## BEGIN Records to process
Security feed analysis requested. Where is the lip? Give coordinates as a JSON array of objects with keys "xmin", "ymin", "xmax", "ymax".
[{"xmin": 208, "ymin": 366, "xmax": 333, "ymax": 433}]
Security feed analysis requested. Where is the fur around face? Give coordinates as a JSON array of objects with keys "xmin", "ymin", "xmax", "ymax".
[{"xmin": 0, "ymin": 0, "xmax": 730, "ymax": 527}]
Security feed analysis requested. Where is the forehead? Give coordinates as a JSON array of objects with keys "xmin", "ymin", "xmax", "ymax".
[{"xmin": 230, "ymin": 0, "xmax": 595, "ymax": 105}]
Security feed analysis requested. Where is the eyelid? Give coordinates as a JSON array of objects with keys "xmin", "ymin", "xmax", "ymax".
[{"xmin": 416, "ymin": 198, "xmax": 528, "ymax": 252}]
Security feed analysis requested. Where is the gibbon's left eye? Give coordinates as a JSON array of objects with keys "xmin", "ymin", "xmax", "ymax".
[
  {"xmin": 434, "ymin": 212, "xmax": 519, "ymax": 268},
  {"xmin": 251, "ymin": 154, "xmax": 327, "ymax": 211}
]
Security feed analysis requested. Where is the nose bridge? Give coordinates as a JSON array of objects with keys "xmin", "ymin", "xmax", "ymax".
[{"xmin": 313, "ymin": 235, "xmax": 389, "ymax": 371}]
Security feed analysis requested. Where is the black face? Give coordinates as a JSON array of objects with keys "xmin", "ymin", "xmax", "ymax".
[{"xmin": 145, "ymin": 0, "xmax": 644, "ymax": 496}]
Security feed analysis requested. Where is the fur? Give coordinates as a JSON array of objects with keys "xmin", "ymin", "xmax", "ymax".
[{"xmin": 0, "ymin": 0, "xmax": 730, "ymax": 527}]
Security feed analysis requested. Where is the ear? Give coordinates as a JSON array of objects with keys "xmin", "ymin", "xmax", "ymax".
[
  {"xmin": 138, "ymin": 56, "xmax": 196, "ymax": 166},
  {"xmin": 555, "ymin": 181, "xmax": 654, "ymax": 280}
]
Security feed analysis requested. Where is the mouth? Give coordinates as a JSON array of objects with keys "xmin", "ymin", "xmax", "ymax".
## END Records to process
**Problem**: Pull out every line of the records above that contains the word "face", and note that case counts.

**Exercise response**:
Security feed analysis requested. Where is the fur around face? Give coordinates as a JSON array of objects with keys "xmin", "ymin", "xmax", "ymax".
Security feed analysis requested. Where is the black face? Give coordinates as a JSON array of objects with keys "xmin", "ymin", "xmax", "ymax".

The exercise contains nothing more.